Records of points on named objects
================================

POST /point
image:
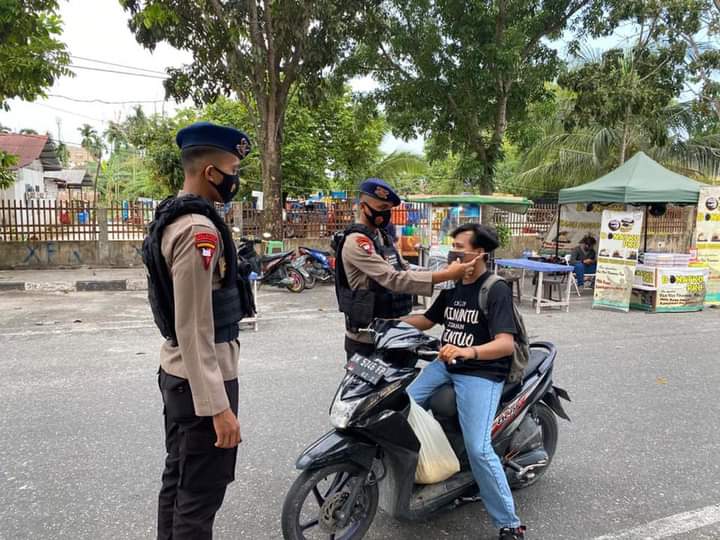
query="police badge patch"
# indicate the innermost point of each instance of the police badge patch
(207, 244)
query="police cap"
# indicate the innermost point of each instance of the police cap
(379, 189)
(224, 138)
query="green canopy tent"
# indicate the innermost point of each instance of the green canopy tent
(638, 181)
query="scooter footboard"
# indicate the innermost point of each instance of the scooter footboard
(337, 447)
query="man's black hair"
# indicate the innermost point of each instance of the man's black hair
(481, 236)
(588, 239)
(194, 157)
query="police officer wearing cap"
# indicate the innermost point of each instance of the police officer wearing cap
(373, 280)
(197, 296)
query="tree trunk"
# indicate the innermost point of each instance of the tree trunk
(97, 174)
(272, 180)
(626, 132)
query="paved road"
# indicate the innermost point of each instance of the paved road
(80, 420)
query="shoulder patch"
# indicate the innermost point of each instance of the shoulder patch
(365, 243)
(207, 244)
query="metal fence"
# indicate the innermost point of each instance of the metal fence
(47, 220)
(536, 221)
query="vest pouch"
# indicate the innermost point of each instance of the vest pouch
(358, 305)
(227, 312)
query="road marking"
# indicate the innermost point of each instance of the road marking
(669, 526)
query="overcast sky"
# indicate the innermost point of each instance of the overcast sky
(97, 30)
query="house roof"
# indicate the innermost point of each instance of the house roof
(74, 177)
(28, 148)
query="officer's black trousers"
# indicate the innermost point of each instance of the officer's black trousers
(359, 347)
(196, 472)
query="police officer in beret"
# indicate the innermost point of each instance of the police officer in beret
(373, 280)
(197, 297)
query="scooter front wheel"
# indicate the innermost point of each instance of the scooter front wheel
(317, 504)
(298, 281)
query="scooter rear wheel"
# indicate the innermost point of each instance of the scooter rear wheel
(312, 506)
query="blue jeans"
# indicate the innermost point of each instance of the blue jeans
(477, 400)
(581, 269)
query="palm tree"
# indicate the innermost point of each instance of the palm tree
(116, 136)
(564, 159)
(93, 144)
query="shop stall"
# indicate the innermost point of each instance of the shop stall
(627, 275)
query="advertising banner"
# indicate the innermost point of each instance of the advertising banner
(620, 233)
(680, 289)
(707, 239)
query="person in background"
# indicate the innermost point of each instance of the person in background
(584, 259)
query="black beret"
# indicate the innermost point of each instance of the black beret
(224, 138)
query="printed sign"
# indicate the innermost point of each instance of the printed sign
(617, 258)
(680, 289)
(707, 239)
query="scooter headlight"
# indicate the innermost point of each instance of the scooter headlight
(343, 412)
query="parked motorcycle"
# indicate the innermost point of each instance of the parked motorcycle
(370, 458)
(277, 270)
(319, 265)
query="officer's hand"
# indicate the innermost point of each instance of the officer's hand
(458, 270)
(227, 429)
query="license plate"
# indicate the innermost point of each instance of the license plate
(367, 369)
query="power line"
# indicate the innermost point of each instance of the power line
(67, 112)
(88, 68)
(118, 65)
(129, 102)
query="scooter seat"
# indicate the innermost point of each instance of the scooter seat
(322, 251)
(276, 256)
(443, 404)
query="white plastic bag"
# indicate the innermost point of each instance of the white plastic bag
(437, 460)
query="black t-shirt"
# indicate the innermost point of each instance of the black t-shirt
(458, 310)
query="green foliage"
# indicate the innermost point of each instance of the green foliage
(31, 56)
(461, 71)
(333, 144)
(261, 51)
(504, 235)
(7, 176)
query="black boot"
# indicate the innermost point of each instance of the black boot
(518, 533)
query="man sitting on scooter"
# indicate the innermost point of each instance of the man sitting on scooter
(475, 358)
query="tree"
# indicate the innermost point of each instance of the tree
(93, 144)
(461, 71)
(260, 50)
(31, 56)
(116, 136)
(7, 176)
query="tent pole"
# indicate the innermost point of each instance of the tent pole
(557, 234)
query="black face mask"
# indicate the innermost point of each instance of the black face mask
(227, 189)
(455, 256)
(379, 218)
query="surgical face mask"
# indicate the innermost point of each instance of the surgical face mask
(379, 218)
(227, 189)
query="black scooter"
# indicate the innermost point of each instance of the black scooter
(277, 270)
(369, 459)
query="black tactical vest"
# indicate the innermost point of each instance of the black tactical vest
(231, 302)
(361, 306)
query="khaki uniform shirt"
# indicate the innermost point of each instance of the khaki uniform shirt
(363, 264)
(195, 272)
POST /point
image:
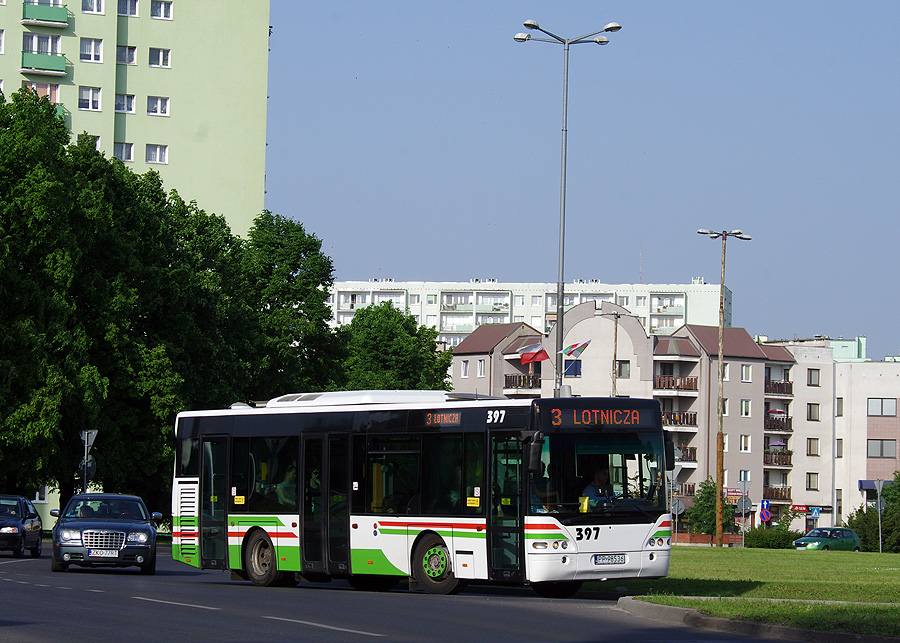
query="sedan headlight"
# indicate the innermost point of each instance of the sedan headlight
(70, 536)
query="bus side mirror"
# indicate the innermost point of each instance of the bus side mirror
(533, 454)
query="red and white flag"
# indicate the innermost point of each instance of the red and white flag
(533, 353)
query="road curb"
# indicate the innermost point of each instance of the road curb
(696, 619)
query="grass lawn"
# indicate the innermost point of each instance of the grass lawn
(756, 576)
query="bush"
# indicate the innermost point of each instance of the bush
(763, 538)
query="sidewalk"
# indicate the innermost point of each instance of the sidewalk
(693, 618)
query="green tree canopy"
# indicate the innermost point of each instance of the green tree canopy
(387, 350)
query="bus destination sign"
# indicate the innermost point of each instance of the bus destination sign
(442, 418)
(596, 417)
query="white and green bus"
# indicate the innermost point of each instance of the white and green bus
(441, 489)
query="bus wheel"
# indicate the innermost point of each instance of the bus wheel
(560, 589)
(368, 583)
(432, 568)
(259, 560)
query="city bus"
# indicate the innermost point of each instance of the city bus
(437, 488)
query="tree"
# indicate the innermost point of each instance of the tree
(387, 350)
(702, 515)
(288, 281)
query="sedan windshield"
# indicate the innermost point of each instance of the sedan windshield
(106, 508)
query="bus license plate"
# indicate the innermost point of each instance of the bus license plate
(609, 559)
(103, 553)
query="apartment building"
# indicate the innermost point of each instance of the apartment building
(457, 308)
(809, 431)
(146, 79)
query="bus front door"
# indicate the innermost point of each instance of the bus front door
(505, 532)
(324, 510)
(213, 488)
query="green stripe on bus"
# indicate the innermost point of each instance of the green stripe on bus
(372, 561)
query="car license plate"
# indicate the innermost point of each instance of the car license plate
(609, 559)
(103, 553)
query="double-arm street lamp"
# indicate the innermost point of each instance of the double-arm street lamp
(720, 437)
(599, 39)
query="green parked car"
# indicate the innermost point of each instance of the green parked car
(829, 538)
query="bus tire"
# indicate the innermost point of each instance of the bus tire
(371, 583)
(432, 567)
(260, 560)
(558, 589)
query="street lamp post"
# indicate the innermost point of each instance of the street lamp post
(594, 37)
(720, 436)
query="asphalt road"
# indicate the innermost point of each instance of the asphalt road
(180, 603)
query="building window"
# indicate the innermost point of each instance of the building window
(91, 50)
(127, 7)
(157, 106)
(34, 43)
(126, 55)
(812, 446)
(125, 103)
(159, 57)
(161, 9)
(812, 377)
(124, 151)
(573, 368)
(50, 90)
(157, 153)
(89, 98)
(882, 407)
(881, 448)
(812, 412)
(812, 481)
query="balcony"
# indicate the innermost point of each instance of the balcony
(43, 64)
(680, 418)
(517, 381)
(778, 424)
(779, 388)
(671, 383)
(45, 13)
(777, 459)
(778, 494)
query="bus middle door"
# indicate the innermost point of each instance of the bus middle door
(505, 530)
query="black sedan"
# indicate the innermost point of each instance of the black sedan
(105, 530)
(20, 526)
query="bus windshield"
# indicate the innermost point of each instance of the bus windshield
(608, 477)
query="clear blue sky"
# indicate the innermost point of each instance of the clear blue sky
(420, 142)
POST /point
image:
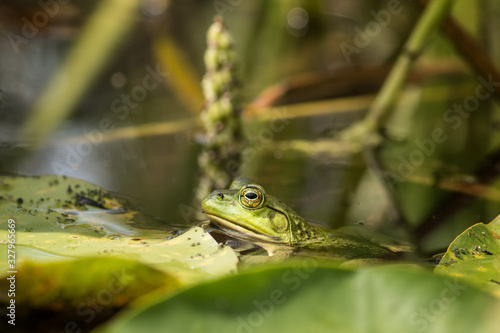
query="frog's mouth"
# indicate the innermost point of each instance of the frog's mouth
(238, 231)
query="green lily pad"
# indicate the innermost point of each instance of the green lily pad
(60, 218)
(310, 297)
(110, 282)
(475, 256)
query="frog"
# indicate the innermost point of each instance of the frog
(247, 213)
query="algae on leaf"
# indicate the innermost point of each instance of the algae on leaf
(61, 218)
(475, 256)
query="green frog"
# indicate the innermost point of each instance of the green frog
(247, 213)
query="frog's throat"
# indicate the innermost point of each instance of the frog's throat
(243, 231)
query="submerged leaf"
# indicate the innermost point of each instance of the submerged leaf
(60, 218)
(313, 298)
(110, 282)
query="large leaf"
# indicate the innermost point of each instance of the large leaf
(62, 218)
(109, 281)
(314, 298)
(475, 256)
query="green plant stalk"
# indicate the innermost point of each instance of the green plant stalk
(434, 13)
(219, 159)
(84, 62)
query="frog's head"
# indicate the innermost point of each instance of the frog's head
(249, 213)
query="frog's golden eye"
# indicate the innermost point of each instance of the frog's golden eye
(251, 196)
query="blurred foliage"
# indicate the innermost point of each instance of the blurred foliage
(440, 163)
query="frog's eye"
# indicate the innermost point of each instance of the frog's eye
(251, 196)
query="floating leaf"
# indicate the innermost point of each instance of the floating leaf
(110, 282)
(314, 298)
(475, 255)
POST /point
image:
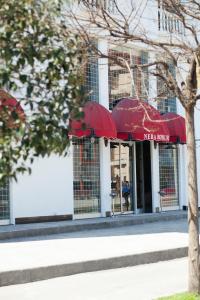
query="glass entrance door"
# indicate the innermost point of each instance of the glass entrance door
(122, 177)
(4, 204)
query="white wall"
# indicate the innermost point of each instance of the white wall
(197, 137)
(48, 191)
(105, 171)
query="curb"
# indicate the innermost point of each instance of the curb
(106, 223)
(48, 272)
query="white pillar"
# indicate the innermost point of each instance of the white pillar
(182, 175)
(105, 172)
(103, 74)
(105, 178)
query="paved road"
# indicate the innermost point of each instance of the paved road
(144, 282)
(92, 245)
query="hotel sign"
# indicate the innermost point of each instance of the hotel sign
(156, 137)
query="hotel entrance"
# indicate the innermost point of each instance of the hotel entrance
(122, 174)
(131, 177)
(143, 177)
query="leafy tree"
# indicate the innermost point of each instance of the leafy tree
(172, 32)
(39, 59)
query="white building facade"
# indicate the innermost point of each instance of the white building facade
(90, 182)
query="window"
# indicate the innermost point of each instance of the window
(5, 202)
(120, 81)
(108, 5)
(168, 166)
(168, 21)
(86, 176)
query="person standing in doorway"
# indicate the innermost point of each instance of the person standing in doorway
(126, 193)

================================

__Task brief__:
How many lines of the records contain the string "curb"? Give only the number.

__Answer for the task__:
4